• _RAW RECORDS_
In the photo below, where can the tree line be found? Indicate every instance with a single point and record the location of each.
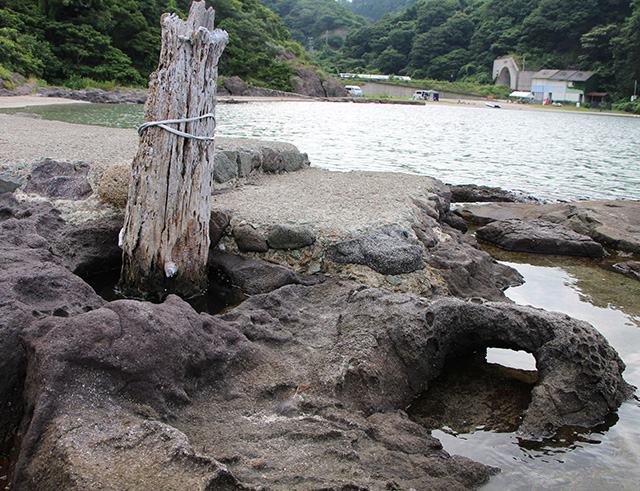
(459, 39)
(74, 41)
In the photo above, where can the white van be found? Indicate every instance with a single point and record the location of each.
(354, 90)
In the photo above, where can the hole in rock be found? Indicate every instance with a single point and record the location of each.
(220, 295)
(475, 393)
(5, 472)
(520, 360)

• _AIM OF THE EXERCISE_
Retype the records exactly. Any image in them should not appear in what you write.

• _ANSWER TO THE TASK_
In the photo below, where can the tree line be found? Indicate every instance with a single point and record the location of each.
(459, 39)
(74, 41)
In the photo above, where can the white van be found? Indicate every instance with a single point and record the location of each.
(354, 90)
In the photo above, where can the hole in rock be found? Indicate every instance with a single point and record the location of each.
(220, 295)
(475, 393)
(5, 472)
(520, 360)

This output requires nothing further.